**Extrait fourni:**

___

Il commence à croître vers la mi-juin et va toujours augmentant jusques environ la mi-septembre, puis il ne s'arrête point dans son plein, mais il commence aussitôt à décroître tant qu'il soit dans son lit ordinaire.
Ils connaissent le commencement de sa crue par une certaine rosée qui tombe du ciel qu'ils appellent la goutte, laquelle ne manque jamais de tomber vers la mi-juin, et pour connaître qu'elle est tombée, ils prennent de la terre sur le bord de la rivière qui est humide et baignée et en pèsent trois ou quatre livres, puis la mettent la nuit au serein, laquelle le lendemain étant trouvée plus pesante, ils tiennent pour signe infaillible que cette rosée est tombée et que la rivière commence à croître.
Tout vis à vis de Boulac et du vieux Caire il y a une petite île où il y a une mosquée, dans laquelle est enfermée une colonne où ils mesurent journellement combien la rivière est crue, à quoi ils prévoient la fertilité ou la stérilité de l'année future ; que si elle croît à vingt et deux pieds et demi, ou à vingt et trois pieds, c'est signe de grande abondance ; si elle n'arrive qu'à vingt un pieds, c'est signe de grande stérilité ; si elle monte jusques à vingt et quatre pieds ou environ, c'est signe infaillible de peste et grande mortalité, d'autant que l'eau étant en trop grande abondance et ne pouvant être sitôt desséchée, y cause de mauvaises vapeurs qui infectent l'air et engendrent plusieurs maladies. (...)
Cette rivière est si abondante en poissons qu'elle ressemble à un réservoir, en ayant une si grande quantité que sitôt que les pécheurs y ont jeté leurs rets, ils les retirent tout pleins ; il y en a de plusieurs sortes de grands et petits, mais tous différents en forme et goût de ceux de nos rivières ; lorsque la rivière est haute, (le poisson) est grandement bon, mais étant dans son lit ordinaire, il sent la boue. (...)

___

**Consigne A:**
D'après l'extrait, quel nom donne-t-on à la rosée qui annonce le début de la crue ?
**Consigne B:**
Reproduisez à l'identique le passage de l'extrait qui va de « Cette rivière est » jusqu'à « la boue. (...) ».
Les données n'ont aucun rapport avec l'extrait.

Données recueillies

___

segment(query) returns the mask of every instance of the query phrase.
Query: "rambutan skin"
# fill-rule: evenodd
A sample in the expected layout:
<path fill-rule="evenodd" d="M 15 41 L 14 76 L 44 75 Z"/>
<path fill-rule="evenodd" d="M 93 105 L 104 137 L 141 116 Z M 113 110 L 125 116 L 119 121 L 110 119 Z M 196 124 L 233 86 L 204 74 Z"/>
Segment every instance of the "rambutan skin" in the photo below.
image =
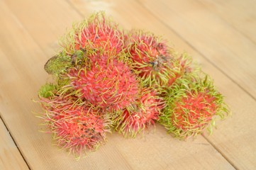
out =
<path fill-rule="evenodd" d="M 229 114 L 212 80 L 203 76 L 190 73 L 178 78 L 165 97 L 160 123 L 178 138 L 195 137 L 206 128 L 211 133 L 216 117 L 223 119 Z"/>
<path fill-rule="evenodd" d="M 118 110 L 138 98 L 139 84 L 128 65 L 106 54 L 91 57 L 90 69 L 72 69 L 71 86 L 77 96 L 95 106 Z"/>
<path fill-rule="evenodd" d="M 152 33 L 132 31 L 127 43 L 132 67 L 145 86 L 169 86 L 190 69 L 191 59 L 187 55 L 178 57 L 166 42 Z"/>
<path fill-rule="evenodd" d="M 74 25 L 62 38 L 62 44 L 69 53 L 81 49 L 101 48 L 118 54 L 123 48 L 123 30 L 117 23 L 107 18 L 104 12 L 98 12 Z"/>
<path fill-rule="evenodd" d="M 141 97 L 133 108 L 125 109 L 116 118 L 116 130 L 125 136 L 135 137 L 138 132 L 155 125 L 164 105 L 163 99 L 155 91 L 143 89 Z"/>
<path fill-rule="evenodd" d="M 80 157 L 96 149 L 110 132 L 110 121 L 99 110 L 74 104 L 70 96 L 41 98 L 44 120 L 57 146 Z"/>

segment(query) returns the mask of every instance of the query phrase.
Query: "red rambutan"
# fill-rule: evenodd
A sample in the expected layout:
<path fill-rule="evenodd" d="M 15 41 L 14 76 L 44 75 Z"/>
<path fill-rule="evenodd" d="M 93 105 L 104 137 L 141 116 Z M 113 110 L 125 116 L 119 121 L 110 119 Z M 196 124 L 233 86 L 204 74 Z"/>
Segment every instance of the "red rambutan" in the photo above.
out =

___

**Réponse rédigée A:**
On l'appelle la goutte.

**Réponse rédigée B:**
Cette rivière est si abondante en poissons qu'elle ressemble à un réservoir, en ayant une si grande quantité que sitôt que les pécheurs y ont jeté leurs rets, ils les retirent tout pleins ; il y en a de plusieurs sortes de grands et petits, mais tous différents en forme et goût de ceux de nos rivières ; lorsque la rivière est haute, (le poisson) est grandement bon, mais étant dans son lit ordinaire, il sent la boue. (...)